- Article
The supply_auditor worker runs this every 60 seconds. Under sustained multi-simulator stress tests pushing tens to hundreds of transactions per second, delta stayed at 0.0 across millions of events.
Query the Audit Directly
The EventStore endpoint is internal-only on production (not exposed via nginx). For external visibility, a public composite auditor (e.g. auditor.example.com) can surface each frame's delta in real time. Operators with internal access can hit:
GET /api/v1/projections/supply-audit (EventStore, internal){
"tokens_issued": 1000000000.0,
"tokens_destroyed": 0.0,
"tokens_fees_collected": 12500.0,
"net_supply": 1000000000.0,
"total_circulating": 1000000000.0,
"delta": 0.0,
"status": "OK",
"agent_count": 100
}If delta is non-zero on any frame, the auditor pages within the same 60-second cycle.
INFO
When a BREACH fires, the first action is not to try to "fix" the number. The first action is to halt new minting, capture the snapshot, and diff it against the last known-good snapshot. The invariant is not the problem — it's the alarm.
Snapshot Lifecycle
You can take a snapshot on demand (admin only):
POST /api/v1/admin/projection-snapshot
Authorization: Bearer <admin_jwt>This pulls live balances from the TEG, writes a ProjectionSnapshot event, and sets it as the baseline for the projection engine. Subsequent audits anchor to this baseline + replay events since.
Set ENABLE_PROJECTION_SNAPSHOTS=true in the environment to make this available. In production it's on; in dev it can be disabled if you don't want a manual snapshot capability exposed.
WebSocket Fan-Out
Every accepted event is broadcast over WebSocket to subscribed clients. This is how UIs, monitoring dashboards, and agent programs get real-time updates without polling.
WebSocket /ws/events
Optional query param: ?event_types=TokensTransferred,ProposalTallied (comma-separated filter)Events arrive as JSON frames over the WebSocket connection. The server replays the most recent 15 events on every reconnect (so reactors and dashboards catch up across brief disconnects); deduplication by id is the client's responsibility — at-least-once delivery semantics.

(Location identification entries)
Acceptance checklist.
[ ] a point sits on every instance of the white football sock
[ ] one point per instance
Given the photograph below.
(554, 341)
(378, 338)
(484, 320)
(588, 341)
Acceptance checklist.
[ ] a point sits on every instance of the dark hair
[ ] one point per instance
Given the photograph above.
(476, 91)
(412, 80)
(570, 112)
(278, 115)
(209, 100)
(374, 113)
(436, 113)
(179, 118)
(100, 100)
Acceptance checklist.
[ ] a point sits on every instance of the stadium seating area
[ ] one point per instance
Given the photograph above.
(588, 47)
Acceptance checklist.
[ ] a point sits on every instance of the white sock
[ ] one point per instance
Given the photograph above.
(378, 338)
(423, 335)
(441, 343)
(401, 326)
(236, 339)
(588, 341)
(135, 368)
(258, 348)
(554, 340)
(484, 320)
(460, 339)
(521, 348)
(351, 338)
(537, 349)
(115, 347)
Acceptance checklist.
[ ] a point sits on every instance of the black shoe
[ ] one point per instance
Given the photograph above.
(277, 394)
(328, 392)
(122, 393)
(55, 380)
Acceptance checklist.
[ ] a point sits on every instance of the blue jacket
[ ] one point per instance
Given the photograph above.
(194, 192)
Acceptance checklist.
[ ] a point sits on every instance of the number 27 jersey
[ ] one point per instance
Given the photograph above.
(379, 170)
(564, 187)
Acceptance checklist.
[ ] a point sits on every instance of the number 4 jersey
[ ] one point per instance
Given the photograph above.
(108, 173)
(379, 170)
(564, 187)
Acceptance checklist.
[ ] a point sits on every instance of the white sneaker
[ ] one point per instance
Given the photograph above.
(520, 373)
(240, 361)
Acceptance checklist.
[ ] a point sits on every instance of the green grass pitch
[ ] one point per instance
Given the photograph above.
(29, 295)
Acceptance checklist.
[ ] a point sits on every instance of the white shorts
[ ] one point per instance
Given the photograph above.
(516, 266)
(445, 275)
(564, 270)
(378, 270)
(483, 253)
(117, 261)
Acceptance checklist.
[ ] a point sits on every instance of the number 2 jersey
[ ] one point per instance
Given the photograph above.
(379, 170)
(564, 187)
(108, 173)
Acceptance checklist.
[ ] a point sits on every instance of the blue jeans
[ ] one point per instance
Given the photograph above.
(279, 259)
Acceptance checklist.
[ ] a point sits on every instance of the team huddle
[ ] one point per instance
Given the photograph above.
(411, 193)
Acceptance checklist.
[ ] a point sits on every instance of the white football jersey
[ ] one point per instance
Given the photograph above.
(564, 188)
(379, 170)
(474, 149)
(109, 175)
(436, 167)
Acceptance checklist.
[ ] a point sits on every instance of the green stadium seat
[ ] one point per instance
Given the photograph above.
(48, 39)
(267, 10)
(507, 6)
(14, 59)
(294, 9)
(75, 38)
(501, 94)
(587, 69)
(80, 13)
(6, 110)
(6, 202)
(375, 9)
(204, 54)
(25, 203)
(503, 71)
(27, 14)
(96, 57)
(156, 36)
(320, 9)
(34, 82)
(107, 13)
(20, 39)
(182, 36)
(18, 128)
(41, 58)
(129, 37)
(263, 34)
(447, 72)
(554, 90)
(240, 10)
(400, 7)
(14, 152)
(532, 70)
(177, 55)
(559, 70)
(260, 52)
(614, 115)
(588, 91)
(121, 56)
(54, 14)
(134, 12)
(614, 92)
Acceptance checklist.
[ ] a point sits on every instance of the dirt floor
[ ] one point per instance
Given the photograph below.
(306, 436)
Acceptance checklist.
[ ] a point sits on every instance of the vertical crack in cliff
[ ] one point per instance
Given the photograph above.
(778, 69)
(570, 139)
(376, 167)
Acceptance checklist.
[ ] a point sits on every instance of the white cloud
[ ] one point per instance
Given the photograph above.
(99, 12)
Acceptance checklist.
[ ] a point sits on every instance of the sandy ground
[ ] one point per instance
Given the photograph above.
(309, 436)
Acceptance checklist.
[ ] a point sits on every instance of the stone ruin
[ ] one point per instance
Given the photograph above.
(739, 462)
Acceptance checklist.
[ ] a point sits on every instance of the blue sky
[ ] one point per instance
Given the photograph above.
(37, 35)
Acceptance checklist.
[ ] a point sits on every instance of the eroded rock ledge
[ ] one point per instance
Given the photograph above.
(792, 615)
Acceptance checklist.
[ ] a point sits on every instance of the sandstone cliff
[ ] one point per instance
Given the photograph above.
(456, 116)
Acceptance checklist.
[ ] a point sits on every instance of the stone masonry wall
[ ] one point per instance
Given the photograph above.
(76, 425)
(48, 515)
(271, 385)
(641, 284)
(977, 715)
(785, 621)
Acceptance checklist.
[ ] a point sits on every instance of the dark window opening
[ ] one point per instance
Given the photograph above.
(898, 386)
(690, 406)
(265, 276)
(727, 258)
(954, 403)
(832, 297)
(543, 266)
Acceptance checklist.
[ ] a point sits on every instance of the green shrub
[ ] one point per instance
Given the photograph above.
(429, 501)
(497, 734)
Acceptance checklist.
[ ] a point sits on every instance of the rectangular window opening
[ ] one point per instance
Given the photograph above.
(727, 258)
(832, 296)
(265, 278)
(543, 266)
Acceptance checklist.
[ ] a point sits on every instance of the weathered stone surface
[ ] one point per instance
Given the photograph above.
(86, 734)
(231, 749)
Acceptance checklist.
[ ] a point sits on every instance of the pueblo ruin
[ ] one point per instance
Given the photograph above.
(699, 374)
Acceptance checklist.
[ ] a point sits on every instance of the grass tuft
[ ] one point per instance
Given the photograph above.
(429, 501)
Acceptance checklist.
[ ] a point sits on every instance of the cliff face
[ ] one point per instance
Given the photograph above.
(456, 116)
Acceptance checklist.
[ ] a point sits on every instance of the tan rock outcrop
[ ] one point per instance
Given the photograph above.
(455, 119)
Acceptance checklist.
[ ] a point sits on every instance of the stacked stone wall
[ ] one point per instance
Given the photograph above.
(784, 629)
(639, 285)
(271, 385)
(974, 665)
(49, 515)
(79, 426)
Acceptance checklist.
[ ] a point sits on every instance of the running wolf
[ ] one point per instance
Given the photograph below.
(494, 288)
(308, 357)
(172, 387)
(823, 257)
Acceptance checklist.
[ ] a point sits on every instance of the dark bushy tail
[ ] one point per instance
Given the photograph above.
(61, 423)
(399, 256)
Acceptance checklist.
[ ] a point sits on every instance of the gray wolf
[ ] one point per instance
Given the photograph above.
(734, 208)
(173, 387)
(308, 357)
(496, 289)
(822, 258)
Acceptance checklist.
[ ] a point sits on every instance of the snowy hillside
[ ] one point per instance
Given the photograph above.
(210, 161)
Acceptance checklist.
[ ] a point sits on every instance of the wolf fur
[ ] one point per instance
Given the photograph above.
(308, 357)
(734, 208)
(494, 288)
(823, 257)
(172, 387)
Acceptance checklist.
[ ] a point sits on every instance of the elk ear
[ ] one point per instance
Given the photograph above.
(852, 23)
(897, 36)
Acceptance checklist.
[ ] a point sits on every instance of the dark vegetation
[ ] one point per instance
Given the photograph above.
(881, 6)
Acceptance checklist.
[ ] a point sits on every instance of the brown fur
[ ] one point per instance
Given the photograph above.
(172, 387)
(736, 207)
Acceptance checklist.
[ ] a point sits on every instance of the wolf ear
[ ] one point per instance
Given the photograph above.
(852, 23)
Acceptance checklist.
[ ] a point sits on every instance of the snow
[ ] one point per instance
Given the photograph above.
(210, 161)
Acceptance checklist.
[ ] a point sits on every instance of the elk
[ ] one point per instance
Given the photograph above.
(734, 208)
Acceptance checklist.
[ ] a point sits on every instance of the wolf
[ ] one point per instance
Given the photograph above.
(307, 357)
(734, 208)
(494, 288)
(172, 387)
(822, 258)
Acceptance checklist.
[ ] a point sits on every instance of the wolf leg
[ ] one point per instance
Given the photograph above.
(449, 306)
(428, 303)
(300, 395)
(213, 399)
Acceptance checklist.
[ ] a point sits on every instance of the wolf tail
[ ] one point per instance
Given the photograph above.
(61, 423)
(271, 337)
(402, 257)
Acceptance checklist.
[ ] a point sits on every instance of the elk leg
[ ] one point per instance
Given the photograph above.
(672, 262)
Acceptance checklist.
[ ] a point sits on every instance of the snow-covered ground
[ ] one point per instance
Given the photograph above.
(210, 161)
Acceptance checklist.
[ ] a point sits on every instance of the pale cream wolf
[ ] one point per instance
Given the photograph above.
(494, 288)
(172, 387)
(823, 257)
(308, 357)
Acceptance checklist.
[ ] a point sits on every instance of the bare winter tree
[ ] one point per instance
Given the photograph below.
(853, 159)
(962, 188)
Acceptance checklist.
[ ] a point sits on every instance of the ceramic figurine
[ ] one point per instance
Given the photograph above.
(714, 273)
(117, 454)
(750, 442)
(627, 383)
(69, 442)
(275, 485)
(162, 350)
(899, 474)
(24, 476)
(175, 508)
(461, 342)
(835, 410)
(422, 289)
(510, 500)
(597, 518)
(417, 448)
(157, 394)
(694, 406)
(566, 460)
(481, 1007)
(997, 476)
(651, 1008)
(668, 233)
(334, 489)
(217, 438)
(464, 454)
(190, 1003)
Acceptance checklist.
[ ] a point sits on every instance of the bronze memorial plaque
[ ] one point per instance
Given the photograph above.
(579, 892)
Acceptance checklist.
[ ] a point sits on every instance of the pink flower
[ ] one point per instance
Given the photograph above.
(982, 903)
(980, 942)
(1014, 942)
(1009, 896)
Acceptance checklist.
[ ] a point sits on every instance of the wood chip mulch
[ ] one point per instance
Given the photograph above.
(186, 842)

- Stated problem 1
Rewrite the supply audit article starting at "The supply_auditor worker" and ending at "same 60-second cycle.", putting "load tests" in place of "stress tests".
- Stated problem 2
Gather every line of the entries that contains the string "grass", treating uppercase and lowercase as different.

- Exercise answer 1
The supply_auditor worker runs this every 60 seconds. Under sustained multi-simulator load tests pushing tens to hundreds of transactions per second, delta stayed at 0.0 across millions of events.
Query the Audit Directly
The EventStore endpoint is internal-only on production (not exposed via nginx). For external visibility, a public composite auditor (e.g. auditor.example.com) can surface each frame's delta in real time. Operators with internal access can hit:
GET /api/v1/projections/supply-audit (EventStore, internal){
"tokens_issued": 1000000000.0,
"tokens_destroyed": 0.0,
"tokens_fees_collected": 12500.0,
"net_supply": 1000000000.0,
"total_circulating": 1000000000.0,
"delta": 0.0,
"status": "OK",
"agent_count": 100
}If delta is non-zero on any frame, the auditor pages within the same 60-second cycle.

- Exercise answer 2
[ ] a point sits on every instance of the green grass pitch
[ ] a point sits on every instance of the grass tuft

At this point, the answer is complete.